Take the records underneath and set them down exactly.

▶ [Listed records]

┄┄┄┄┄┄┄┄┄┄┄┄┄┄┄┄┄┄┄┄

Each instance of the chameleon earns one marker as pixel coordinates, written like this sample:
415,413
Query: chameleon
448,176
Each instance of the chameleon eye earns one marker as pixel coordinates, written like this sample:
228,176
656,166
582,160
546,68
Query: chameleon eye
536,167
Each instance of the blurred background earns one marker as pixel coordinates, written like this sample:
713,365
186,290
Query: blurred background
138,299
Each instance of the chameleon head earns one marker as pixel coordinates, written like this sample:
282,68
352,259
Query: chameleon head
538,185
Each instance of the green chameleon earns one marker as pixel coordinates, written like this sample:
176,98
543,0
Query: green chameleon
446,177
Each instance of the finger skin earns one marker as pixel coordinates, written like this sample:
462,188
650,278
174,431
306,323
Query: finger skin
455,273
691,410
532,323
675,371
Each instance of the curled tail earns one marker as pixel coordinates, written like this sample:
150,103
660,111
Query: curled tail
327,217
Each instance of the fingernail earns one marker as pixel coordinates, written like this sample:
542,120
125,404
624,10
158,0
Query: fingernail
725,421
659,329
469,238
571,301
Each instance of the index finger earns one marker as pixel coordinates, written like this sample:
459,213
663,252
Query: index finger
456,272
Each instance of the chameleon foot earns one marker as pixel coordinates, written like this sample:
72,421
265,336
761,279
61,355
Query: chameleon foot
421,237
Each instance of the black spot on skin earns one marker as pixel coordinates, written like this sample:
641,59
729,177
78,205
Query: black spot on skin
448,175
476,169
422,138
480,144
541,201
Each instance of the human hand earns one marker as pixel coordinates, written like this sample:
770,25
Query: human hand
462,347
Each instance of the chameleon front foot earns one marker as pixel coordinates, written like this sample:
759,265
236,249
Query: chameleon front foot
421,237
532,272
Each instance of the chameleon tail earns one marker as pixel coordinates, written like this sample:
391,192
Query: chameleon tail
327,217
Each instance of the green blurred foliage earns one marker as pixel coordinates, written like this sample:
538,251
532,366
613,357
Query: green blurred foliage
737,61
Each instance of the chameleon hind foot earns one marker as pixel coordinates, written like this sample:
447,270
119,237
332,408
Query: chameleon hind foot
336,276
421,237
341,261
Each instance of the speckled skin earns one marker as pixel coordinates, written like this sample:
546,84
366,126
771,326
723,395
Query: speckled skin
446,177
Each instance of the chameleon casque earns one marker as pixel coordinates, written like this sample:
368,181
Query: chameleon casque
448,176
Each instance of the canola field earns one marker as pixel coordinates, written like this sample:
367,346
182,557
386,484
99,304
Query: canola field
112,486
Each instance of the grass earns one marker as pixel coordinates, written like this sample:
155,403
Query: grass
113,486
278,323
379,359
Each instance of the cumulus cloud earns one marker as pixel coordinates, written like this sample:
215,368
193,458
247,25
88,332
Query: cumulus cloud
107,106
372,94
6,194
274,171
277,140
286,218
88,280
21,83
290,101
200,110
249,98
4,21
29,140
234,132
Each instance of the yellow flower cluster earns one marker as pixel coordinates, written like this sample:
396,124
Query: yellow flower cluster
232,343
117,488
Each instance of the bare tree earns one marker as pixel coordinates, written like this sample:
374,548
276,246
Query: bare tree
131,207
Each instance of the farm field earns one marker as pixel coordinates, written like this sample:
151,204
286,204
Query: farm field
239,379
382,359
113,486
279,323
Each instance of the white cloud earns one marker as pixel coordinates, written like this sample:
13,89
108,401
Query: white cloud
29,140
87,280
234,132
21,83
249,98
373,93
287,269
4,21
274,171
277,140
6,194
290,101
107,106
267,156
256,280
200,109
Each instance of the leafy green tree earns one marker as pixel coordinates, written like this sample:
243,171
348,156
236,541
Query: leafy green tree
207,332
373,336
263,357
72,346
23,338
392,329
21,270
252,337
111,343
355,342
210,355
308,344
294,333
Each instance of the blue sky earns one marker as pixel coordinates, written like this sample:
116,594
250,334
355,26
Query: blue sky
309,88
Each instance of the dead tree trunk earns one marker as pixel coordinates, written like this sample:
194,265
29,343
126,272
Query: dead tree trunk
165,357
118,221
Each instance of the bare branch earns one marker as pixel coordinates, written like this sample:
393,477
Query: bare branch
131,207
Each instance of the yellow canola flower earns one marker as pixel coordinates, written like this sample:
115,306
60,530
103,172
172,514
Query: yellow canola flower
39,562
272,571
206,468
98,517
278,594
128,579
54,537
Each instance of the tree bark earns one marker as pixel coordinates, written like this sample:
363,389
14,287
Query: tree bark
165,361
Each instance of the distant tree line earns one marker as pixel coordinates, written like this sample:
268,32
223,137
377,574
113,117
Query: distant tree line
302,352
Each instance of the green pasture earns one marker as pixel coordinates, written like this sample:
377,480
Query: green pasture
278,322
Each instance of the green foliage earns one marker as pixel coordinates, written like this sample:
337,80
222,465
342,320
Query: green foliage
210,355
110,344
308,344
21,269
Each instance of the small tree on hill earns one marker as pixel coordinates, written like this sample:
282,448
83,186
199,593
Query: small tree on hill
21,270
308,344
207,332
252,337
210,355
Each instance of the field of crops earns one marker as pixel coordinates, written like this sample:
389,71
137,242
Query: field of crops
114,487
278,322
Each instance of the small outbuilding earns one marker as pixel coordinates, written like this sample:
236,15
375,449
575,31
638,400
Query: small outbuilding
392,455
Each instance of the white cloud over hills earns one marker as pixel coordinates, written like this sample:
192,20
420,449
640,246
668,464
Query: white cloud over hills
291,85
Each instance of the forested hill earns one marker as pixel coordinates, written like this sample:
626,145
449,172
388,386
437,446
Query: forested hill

┄┄┄┄┄┄┄┄┄┄┄┄┄┄┄┄┄┄┄┄

▶ [Answer to this problem]
Each instance of the chameleon earns one marker as pixel coordinates, written like this sample:
415,413
Query: chameleon
448,176
Each instance of the chameleon eye earns one marker as pixel coordinates, written like this sample:
228,176
656,166
582,160
546,68
Query: chameleon eye
536,167
Each instance of the blurred background earns one marker as pixel coordinates, written like this sample:
713,365
186,290
Query: blurred background
138,299
Each instance of the chameleon head earns one marker as pixel coordinates, written like this sample:
282,68
352,259
Query: chameleon head
538,185
Each instance of the green chameleon earns one marker as pixel coordinates, written like this sample:
176,98
543,0
Query: green chameleon
446,177
Each instance of the finger skin earns one marker as pixel coordinates, written like this sample:
462,188
650,278
174,431
306,323
Query: finger skin
455,273
691,410
532,323
675,371
Each instance of the curled tail earns one marker as pixel coordinates, written like this sample:
150,103
660,111
Query: curled tail
327,217
Each instance of the fingernail earns one marker as pixel coordinates, written like this sample:
542,120
125,404
624,10
158,0
Query: fingernail
725,421
659,329
469,238
571,301
Each instance of the index finger earns one marker as pixel coordinates, written like this sample:
459,213
663,252
Query: index finger
456,272
Each instance of the chameleon foot earns one marker as pixel coordinates, written like this sample:
72,421
265,336
761,279
61,355
Query: chameleon foot
421,237
Each instance of the black spot on skin earns one marker as pixel coordinates, written like this sample:
641,59
729,177
78,205
Query: black spot on skin
448,175
476,169
422,138
480,144
541,201
Each instance of the human hand earns one marker as pixel coordinates, written like this sample:
770,25
Query: human hand
462,347
Each instance of the chameleon front foot earns one marker as pixel coordinates, written like this sample:
759,265
236,249
Query: chameleon front foot
421,237
532,272
Each instance of the chameleon tail earns one marker as pixel coordinates, written like this sample:
391,192
Query: chameleon tail
327,217
Each instance of the green blurred foliage earns one marker as pixel coordinates, written like this sample:
538,251
532,366
613,357
Query: green blurred foliage
737,61
Each instance of the chameleon hind foot earns one marker as pixel coordinates, written like this sample:
447,270
119,237
332,408
Query: chameleon hind foot
336,276
421,237
341,261
Each instance of the speckled skin earns one marker as pixel coordinates, written like this sample:
546,84
366,126
771,326
723,395
Query: speckled skin
446,177
Each instance of the chameleon casque earns one marker as pixel coordinates, written like this sample:
368,181
Query: chameleon casque
448,176
Each instance of the canola field earns one marker as pixel coordinates, written like this sample:
367,346
182,557
386,484
99,304
Query: canola field
112,486
Each instance of the grass earns one marker as pixel coordinates, written like this sample:
155,403
Query: grass
113,486
278,323
379,359
Each instance of the cumulus cloud earns one marker as pixel coordinates, written like this sample:
215,368
193,458
247,25
88,332
Query: cumulus cloud
107,106
372,94
6,194
274,171
277,140
286,218
88,280
21,83
290,101
200,110
249,98
4,21
29,140
234,132
Each instance of the yellow flower cluster earns one marker as pixel coordinates, written like this sample:
396,124
Query: yellow flower cluster
232,343
117,488
Each instance of the bare tree earns one marker as pixel coordinates, written like this sample:
374,548
276,246
Query: bare tree
131,207
Each instance of the farm field earns one marker as pixel coordinates, written like this sample:
151,204
286,204
Query: farm field
239,379
382,359
113,486
279,323
Each instance of the white cloud earns one marker as pixel coordinates, written like this sample:
13,89
108,401
Query: white cloud
29,140
87,280
234,132
21,83
249,98
373,93
287,269
4,21
274,171
277,140
6,194
290,101
107,106
267,156
256,280
200,109
Each instance of the leafy green tree earns one marker as pixel coordinates, written like this sample:
243,171
348,156
236,541
Query: leafy green tree
207,332
373,336
263,357
72,346
23,338
392,329
21,270
252,337
111,343
355,342
210,355
308,344
294,333
Each instance of the blue sky earns one marker as pixel coordinates, written like this sample:
116,594
250,334
355,26
Query: blue sky
309,88
Each instance of the dead tree trunk earns one marker as pixel coordinates, written like this sample:
194,265
29,343
126,272
Query: dead tree trunk
165,357
118,221
Each instance of the bare branch earns one marker as pixel coordinates, written like this sample:
393,477
Query: bare branch
131,207
Each instance of the yellow canola flower earns one marker as pixel coordinates, written like this sample:
115,306
60,530
103,172
172,514
Query: yellow canola flower
39,562
272,571
206,468
98,517
278,594
128,579
54,537
Each instance of the tree bark earns one marker as pixel coordinates, written like this sample:
363,389
14,287
Query: tree bark
165,361
Each instance of the distant tree line earns one marker as pixel coordinates, written like this sample:
268,32
223,137
377,574
113,117
Query: distant tree line
302,352
Each instance of the green pasture earns one marker as pixel coordinates, written like this sample:
377,480
Query: green pasture
278,322
Each instance of the green foliage earns one marker as pixel coordinates, written like this sample:
337,80
222,465
342,320
Query: green foliage
210,355
110,344
308,344
21,269
Each instance of the small tree on hill earns one marker as pixel coordinates, written like this sample:
282,448
83,186
199,593
Query: small tree on hill
21,270
308,344
207,332
252,337
210,355
Each instance of the field of crops earns one marker as pixel coordinates, written like this sample:
389,71
137,242
Query: field of crops
114,487
278,322
Each instance of the small outbuilding earns one marker as pixel coordinates, written like this sample:
236,15
375,449
575,31
638,400
Query: small outbuilding
392,455
Each instance of the white cloud over hills earns one marker as pixel coordinates, written like this sample:
192,20
420,449
640,246
668,464
Query: white cloud over hills
291,85
Each instance of the forested hill earns one marker as pixel coordinates, written like this sample:
626,145
449,172
388,386
437,446
Query: forested hill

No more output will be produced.